TASK: Return every line of the entries below that contains the string "glasses". Matching is case-sensitive.

[Object pointing dataset rows]

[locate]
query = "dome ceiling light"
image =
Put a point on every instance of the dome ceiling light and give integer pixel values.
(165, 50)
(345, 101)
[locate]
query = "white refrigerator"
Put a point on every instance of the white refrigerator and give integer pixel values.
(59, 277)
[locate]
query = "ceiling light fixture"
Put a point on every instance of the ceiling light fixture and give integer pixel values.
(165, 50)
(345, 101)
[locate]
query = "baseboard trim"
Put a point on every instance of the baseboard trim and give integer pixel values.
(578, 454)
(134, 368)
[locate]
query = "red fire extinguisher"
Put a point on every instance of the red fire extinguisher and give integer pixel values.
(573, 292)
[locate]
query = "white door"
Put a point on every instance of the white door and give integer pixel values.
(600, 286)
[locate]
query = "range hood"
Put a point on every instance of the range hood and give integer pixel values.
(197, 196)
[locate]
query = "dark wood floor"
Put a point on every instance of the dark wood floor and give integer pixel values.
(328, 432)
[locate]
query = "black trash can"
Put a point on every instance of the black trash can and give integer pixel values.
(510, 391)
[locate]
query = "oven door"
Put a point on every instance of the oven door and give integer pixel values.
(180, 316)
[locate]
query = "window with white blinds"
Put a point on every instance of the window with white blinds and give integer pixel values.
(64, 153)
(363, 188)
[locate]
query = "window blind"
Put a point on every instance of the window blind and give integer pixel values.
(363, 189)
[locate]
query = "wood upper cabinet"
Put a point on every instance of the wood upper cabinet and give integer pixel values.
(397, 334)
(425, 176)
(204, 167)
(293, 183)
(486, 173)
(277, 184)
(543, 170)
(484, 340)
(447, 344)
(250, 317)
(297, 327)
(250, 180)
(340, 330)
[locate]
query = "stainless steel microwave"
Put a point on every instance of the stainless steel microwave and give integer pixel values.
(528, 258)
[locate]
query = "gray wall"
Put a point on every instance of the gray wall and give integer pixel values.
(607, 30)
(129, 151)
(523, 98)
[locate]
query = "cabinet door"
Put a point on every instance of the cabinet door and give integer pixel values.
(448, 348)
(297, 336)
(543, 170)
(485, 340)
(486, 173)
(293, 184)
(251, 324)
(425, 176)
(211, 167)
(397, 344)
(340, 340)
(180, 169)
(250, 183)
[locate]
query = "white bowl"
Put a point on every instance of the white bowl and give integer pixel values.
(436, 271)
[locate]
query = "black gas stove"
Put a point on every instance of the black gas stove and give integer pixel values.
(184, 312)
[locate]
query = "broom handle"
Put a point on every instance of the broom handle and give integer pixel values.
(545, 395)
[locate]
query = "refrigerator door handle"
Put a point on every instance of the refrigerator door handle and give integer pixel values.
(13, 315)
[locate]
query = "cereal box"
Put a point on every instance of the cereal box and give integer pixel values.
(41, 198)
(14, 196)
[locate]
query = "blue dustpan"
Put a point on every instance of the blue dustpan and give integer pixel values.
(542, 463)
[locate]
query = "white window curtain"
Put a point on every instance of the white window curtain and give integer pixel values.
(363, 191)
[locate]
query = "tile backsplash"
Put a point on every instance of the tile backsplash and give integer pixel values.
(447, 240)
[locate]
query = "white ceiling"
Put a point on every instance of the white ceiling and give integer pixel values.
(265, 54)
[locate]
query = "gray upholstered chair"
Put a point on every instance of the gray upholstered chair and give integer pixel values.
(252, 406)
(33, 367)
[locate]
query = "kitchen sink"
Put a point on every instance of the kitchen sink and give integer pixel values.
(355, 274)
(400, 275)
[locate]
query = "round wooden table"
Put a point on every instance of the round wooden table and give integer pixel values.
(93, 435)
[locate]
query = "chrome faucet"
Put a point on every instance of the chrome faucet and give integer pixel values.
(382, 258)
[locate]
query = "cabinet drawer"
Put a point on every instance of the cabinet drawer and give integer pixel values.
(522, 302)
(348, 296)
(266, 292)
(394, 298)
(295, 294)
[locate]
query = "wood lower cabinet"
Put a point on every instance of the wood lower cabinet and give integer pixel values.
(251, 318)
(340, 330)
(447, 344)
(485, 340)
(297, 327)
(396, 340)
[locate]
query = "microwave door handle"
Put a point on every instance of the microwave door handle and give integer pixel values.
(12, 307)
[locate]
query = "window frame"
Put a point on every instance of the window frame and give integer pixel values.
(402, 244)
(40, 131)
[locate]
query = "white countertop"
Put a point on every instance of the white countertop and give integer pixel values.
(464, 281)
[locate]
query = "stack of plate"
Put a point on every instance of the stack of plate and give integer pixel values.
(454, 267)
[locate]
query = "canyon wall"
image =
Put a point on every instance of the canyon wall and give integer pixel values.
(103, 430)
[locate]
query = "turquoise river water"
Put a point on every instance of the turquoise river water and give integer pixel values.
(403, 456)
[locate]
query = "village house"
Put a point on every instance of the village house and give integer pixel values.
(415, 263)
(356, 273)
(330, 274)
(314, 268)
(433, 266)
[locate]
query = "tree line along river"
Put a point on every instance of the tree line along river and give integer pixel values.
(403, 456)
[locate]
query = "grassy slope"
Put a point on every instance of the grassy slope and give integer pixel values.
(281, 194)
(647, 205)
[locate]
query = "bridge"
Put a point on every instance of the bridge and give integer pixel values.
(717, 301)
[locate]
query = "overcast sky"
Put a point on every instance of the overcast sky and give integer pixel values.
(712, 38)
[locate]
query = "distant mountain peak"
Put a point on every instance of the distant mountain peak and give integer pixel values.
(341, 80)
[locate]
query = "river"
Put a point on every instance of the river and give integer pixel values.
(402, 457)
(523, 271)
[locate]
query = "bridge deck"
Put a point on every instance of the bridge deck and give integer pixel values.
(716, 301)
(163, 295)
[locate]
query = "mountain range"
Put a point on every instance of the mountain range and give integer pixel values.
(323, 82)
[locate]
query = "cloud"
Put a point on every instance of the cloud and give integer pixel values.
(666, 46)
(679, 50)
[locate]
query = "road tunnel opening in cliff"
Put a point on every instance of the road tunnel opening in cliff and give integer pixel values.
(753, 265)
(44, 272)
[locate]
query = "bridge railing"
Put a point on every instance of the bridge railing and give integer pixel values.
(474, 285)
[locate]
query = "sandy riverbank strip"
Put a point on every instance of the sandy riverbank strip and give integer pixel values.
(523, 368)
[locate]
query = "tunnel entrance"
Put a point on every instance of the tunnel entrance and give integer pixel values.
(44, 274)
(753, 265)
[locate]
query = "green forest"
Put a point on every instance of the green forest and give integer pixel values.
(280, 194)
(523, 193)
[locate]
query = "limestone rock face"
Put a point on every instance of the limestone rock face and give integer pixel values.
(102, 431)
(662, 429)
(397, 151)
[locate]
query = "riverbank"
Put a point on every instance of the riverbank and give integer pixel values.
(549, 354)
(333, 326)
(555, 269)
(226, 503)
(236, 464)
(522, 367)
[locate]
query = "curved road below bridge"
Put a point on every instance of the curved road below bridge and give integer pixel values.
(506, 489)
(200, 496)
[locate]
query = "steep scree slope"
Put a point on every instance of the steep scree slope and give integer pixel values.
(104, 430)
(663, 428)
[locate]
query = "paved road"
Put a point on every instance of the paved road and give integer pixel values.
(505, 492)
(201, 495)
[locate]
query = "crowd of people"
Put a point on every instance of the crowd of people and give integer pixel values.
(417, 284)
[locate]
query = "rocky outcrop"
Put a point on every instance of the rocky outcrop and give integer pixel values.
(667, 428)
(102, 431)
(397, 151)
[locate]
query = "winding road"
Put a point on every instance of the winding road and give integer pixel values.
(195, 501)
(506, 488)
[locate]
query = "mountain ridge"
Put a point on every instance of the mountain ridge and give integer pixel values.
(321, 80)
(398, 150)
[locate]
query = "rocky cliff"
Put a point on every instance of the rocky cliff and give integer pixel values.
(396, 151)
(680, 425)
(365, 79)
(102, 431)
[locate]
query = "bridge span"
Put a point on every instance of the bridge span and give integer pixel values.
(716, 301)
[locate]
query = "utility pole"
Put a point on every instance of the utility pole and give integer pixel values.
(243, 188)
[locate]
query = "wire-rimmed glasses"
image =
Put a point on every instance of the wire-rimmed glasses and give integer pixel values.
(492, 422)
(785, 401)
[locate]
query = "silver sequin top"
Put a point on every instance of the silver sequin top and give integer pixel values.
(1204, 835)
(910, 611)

CORRECT RESULT:
query = "wire-rimmed glasses"
Put a point on every instance of the wire-rimmed glasses and give integer pixel values.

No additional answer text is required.